*The data*.

* * * * * * * * *

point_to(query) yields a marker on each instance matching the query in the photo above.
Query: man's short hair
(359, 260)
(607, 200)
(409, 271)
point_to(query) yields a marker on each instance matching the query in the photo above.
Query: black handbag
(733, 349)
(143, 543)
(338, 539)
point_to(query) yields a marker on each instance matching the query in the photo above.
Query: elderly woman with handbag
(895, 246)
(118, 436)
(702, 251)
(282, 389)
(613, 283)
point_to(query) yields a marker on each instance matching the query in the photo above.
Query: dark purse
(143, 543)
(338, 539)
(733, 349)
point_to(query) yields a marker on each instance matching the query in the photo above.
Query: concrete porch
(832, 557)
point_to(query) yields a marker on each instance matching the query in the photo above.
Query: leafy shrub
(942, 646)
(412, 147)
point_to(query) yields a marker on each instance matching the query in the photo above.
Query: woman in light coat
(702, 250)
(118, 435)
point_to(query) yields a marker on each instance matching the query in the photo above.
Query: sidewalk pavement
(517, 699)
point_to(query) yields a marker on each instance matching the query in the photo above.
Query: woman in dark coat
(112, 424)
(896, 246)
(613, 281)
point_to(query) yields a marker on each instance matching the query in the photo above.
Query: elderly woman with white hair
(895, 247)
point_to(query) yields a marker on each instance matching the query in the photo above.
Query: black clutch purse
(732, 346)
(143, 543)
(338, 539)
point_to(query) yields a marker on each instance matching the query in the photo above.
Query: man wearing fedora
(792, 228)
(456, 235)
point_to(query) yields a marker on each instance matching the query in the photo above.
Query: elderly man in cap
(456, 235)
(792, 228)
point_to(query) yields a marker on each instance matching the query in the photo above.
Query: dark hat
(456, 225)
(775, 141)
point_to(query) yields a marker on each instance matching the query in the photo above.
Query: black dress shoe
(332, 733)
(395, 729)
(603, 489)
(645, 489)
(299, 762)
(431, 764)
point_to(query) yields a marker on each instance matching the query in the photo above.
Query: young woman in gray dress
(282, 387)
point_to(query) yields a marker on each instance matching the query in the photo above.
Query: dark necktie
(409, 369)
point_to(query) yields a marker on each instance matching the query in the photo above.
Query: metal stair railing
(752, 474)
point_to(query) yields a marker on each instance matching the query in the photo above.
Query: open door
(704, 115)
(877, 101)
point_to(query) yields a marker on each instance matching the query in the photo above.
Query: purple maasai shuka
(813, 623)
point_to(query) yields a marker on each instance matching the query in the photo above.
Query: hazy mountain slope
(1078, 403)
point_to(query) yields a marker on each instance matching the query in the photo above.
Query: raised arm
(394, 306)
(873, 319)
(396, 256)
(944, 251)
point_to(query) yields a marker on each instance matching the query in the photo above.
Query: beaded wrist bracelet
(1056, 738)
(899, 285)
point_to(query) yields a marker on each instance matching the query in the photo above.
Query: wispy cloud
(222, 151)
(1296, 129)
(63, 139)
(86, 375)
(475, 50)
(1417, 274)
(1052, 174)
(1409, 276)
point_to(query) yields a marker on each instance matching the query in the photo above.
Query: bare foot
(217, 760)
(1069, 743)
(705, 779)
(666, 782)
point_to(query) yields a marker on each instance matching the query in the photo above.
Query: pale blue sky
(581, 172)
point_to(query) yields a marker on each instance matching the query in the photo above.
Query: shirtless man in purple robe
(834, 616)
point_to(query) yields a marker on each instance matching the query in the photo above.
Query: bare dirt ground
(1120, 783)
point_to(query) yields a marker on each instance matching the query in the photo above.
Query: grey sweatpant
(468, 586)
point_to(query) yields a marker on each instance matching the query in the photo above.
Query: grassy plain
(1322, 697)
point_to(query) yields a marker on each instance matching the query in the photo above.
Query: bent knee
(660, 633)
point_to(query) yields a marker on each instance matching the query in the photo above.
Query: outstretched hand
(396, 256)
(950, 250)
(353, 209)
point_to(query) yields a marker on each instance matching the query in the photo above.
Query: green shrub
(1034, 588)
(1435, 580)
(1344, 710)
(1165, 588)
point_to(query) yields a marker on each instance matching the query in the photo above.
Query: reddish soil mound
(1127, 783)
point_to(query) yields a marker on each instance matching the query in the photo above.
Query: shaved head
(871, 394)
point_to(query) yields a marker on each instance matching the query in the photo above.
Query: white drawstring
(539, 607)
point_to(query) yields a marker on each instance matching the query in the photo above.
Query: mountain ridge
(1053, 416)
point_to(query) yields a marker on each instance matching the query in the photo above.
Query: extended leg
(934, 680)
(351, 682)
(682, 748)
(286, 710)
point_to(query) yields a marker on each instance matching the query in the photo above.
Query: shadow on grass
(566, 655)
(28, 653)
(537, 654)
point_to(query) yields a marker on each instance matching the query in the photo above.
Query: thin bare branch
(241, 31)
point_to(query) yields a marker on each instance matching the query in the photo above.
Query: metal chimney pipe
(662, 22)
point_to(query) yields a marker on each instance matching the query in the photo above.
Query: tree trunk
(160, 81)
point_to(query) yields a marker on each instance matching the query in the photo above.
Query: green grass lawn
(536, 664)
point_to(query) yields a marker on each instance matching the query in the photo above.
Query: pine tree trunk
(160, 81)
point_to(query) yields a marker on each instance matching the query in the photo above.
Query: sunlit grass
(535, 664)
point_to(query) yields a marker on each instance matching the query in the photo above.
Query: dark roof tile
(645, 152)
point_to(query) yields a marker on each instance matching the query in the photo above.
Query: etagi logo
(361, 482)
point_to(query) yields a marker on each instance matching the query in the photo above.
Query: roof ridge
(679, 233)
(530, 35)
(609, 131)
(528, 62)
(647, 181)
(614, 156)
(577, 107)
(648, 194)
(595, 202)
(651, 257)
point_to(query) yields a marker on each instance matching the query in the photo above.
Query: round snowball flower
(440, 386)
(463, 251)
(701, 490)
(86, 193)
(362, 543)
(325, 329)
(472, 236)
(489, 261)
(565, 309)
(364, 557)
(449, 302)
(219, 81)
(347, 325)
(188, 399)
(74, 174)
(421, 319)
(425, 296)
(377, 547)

* * * * * * * * *

*Aim*. How many lines in the records above contain the string "roof", counting case? Reply with the number only.

*Output*. 2